Look through the data that follows and copy each line with the string "stone".
+ + + + +
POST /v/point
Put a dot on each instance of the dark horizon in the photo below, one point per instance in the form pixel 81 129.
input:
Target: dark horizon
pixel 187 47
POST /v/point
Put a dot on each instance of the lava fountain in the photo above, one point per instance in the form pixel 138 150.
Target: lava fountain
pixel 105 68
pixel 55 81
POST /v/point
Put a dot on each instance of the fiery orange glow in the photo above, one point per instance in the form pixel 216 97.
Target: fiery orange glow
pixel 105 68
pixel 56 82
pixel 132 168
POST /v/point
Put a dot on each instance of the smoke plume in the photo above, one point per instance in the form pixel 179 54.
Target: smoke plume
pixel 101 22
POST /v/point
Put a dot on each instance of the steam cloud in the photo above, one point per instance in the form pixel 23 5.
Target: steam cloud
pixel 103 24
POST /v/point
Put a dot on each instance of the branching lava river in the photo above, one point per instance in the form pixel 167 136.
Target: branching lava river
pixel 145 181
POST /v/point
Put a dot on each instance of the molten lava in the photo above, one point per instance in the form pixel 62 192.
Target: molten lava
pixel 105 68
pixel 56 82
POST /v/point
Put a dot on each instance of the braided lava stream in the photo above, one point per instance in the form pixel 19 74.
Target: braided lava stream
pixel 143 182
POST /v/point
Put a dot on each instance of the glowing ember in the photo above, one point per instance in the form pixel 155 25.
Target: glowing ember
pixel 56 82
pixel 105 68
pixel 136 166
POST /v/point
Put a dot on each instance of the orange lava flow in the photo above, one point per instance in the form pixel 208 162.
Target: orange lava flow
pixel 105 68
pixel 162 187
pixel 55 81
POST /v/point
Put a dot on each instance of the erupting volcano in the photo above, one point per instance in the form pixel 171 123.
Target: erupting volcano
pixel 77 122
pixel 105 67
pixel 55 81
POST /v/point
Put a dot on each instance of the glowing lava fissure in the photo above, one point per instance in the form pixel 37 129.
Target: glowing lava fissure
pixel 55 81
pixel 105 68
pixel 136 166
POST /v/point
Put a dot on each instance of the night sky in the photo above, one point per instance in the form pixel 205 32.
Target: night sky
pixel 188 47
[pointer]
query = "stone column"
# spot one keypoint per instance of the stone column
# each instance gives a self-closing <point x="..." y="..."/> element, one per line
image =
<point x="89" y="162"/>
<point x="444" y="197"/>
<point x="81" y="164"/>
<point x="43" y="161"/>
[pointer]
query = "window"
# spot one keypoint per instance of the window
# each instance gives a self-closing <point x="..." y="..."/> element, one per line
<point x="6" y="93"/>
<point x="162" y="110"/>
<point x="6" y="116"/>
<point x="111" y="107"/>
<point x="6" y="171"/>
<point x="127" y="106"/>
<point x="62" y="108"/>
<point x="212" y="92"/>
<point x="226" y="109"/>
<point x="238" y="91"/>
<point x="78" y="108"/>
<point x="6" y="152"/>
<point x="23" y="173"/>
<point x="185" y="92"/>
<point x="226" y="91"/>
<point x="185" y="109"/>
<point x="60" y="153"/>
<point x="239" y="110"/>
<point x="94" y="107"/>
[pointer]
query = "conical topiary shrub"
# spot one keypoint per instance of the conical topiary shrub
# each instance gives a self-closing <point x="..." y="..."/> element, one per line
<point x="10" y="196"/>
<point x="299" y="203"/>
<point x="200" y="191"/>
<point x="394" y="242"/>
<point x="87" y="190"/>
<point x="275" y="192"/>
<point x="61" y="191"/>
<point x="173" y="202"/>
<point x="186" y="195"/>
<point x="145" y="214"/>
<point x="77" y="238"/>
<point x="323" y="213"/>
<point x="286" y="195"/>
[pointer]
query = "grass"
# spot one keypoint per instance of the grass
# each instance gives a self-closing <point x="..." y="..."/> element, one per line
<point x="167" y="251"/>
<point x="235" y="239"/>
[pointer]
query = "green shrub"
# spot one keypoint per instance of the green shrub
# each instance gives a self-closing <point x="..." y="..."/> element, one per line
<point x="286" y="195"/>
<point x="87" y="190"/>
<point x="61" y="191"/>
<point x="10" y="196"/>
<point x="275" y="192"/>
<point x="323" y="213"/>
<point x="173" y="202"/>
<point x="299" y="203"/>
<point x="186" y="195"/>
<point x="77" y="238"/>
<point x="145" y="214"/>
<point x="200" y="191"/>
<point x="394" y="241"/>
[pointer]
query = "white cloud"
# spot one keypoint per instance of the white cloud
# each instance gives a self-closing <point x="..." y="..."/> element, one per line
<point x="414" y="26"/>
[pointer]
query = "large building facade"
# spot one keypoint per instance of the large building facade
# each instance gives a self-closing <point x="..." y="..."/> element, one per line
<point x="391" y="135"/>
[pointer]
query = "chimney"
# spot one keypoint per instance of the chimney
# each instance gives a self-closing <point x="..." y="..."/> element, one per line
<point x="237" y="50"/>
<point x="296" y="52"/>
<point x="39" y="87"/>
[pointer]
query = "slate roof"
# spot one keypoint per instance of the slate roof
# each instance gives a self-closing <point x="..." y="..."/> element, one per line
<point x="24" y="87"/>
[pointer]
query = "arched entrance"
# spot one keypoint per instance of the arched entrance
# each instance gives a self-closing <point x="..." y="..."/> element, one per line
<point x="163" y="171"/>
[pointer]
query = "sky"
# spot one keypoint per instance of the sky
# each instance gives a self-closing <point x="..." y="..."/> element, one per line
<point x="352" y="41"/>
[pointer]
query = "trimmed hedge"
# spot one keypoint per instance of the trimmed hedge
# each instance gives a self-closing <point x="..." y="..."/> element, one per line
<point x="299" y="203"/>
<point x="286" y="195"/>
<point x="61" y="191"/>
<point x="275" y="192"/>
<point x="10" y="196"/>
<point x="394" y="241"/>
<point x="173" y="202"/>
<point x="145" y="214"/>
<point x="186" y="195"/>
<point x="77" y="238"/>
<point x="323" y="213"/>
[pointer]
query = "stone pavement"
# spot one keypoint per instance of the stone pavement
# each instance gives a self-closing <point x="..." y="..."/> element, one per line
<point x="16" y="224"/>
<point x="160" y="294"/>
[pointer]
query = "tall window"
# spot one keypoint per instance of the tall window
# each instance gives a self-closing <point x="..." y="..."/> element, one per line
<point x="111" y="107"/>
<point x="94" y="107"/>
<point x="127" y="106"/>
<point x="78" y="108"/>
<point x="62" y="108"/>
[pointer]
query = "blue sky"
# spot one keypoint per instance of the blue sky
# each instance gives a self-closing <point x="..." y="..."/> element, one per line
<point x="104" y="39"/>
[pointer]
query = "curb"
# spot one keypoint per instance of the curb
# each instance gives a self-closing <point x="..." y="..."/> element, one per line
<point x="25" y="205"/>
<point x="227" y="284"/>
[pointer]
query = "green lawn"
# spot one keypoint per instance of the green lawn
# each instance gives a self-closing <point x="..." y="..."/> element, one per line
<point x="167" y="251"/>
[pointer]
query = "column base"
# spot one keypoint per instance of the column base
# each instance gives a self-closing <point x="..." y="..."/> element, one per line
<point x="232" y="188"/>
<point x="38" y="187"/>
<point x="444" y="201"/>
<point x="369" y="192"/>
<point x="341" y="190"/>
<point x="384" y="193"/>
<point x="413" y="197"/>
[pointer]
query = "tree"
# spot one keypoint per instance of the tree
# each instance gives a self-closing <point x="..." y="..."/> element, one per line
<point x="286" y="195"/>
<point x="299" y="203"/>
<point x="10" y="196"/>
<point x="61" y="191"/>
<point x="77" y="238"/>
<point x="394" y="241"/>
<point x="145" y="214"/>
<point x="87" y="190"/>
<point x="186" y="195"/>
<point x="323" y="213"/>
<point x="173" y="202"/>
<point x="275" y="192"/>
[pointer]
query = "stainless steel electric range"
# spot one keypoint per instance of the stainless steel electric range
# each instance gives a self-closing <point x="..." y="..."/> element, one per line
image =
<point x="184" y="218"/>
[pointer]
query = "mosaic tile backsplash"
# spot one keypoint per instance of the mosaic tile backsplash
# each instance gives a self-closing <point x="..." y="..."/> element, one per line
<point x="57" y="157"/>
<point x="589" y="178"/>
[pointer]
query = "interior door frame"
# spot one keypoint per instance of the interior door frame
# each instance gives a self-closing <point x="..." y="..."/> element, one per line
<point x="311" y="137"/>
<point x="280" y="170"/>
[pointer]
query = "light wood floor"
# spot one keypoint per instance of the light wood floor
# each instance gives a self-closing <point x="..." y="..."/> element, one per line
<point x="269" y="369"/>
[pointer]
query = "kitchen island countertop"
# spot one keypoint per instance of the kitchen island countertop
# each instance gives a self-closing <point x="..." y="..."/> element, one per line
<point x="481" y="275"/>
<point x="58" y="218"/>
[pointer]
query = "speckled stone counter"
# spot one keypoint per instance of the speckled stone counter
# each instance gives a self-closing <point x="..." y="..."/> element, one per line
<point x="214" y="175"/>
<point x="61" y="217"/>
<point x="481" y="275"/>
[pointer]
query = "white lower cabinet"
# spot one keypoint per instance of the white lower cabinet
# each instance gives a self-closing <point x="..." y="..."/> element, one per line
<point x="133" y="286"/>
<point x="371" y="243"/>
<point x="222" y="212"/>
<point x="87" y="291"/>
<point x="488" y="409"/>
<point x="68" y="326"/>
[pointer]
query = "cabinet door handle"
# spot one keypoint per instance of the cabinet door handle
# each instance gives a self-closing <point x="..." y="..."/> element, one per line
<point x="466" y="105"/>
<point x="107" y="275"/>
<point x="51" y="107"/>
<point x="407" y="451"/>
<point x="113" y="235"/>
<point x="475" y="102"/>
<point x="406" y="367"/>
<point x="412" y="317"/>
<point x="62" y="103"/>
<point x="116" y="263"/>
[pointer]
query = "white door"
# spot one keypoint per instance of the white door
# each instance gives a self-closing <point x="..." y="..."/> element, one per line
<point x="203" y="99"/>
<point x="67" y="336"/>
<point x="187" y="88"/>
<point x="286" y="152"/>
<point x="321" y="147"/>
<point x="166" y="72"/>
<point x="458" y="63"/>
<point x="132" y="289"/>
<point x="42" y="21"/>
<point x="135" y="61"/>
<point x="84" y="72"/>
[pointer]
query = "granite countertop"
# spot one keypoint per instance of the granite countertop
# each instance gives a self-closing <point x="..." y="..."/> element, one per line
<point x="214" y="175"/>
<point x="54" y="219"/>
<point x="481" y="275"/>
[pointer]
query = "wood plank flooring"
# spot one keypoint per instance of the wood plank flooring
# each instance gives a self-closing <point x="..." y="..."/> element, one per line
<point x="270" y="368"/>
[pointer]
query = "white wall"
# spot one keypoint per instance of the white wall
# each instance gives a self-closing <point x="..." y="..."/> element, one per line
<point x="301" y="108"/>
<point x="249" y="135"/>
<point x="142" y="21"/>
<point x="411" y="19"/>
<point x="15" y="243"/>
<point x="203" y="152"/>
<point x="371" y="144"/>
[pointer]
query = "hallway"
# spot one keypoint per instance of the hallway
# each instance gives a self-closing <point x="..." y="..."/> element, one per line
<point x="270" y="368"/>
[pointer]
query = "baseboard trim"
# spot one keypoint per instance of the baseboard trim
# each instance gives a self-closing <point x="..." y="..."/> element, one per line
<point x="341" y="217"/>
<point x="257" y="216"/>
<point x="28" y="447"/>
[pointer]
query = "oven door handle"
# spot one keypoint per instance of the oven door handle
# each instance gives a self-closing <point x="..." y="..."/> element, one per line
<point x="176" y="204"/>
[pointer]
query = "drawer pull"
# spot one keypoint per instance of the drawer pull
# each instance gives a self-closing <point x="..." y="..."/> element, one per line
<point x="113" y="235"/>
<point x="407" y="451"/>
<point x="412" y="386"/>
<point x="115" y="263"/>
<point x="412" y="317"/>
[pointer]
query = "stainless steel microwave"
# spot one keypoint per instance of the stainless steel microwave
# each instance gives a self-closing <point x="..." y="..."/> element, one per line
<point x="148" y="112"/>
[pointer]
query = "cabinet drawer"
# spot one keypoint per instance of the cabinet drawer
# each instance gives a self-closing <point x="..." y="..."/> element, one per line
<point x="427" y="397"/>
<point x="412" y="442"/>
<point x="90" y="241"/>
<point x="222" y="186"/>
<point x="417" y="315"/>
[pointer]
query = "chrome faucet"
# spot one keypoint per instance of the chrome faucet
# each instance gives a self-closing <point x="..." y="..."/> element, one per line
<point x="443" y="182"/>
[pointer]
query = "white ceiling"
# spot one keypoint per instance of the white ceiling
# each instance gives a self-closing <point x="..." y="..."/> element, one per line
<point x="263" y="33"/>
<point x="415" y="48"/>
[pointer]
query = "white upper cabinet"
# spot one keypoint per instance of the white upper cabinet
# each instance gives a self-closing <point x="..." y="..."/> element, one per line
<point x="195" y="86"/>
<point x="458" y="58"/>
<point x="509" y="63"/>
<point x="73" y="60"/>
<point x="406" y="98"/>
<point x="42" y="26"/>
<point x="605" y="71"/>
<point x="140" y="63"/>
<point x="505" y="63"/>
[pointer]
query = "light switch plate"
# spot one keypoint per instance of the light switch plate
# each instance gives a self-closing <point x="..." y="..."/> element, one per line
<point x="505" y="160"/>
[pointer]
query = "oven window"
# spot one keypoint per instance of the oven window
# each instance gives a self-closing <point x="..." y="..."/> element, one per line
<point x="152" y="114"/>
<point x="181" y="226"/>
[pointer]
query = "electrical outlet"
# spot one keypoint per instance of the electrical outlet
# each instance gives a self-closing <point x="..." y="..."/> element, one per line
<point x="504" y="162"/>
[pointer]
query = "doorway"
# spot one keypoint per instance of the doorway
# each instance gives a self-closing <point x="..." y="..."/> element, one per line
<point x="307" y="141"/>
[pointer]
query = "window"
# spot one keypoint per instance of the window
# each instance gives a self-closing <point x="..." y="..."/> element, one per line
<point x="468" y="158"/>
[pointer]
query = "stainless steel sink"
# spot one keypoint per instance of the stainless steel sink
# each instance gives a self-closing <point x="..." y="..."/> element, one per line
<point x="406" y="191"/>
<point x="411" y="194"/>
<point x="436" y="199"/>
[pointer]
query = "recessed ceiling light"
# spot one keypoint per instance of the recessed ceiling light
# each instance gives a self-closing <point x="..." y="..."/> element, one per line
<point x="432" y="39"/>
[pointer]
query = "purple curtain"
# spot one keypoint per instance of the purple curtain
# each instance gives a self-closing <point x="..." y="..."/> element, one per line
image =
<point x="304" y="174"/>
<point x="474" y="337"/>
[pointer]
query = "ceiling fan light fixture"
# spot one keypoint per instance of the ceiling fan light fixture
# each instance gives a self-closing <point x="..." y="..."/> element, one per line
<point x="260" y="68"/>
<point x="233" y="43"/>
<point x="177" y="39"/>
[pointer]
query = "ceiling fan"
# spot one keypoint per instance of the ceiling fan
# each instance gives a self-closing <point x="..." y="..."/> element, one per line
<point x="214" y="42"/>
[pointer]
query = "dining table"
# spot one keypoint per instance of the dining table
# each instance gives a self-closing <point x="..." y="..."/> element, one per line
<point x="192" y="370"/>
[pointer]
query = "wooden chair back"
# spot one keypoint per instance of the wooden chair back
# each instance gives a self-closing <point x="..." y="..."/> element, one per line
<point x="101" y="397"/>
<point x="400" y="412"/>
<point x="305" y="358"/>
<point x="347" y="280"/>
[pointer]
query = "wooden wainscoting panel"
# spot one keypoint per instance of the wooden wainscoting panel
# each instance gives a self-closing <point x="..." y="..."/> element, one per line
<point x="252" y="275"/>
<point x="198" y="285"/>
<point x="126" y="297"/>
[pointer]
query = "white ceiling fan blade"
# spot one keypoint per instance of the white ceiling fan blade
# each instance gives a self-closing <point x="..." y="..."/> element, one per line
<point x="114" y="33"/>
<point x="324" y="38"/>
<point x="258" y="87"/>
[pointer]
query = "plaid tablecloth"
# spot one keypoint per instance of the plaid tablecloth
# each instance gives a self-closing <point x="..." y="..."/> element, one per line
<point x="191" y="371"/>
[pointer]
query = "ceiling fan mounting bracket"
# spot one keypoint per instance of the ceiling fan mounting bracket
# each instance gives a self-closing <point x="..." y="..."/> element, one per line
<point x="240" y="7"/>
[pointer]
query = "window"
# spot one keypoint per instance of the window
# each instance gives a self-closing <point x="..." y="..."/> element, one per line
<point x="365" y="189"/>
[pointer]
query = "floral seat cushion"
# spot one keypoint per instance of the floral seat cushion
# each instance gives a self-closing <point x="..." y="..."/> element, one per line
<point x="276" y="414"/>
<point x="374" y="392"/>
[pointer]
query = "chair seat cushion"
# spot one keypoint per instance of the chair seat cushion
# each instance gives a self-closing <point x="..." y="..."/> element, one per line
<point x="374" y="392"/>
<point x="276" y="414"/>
+ + + + +
RESPONSE TO THIS EXERCISE –
query = "stone column"
# spot one keypoint per instance of the stone column
query = "stone pavement"
# spot one keypoint per instance of the stone pavement
query = "speckled stone counter"
# spot one keypoint per instance of the speckled stone counter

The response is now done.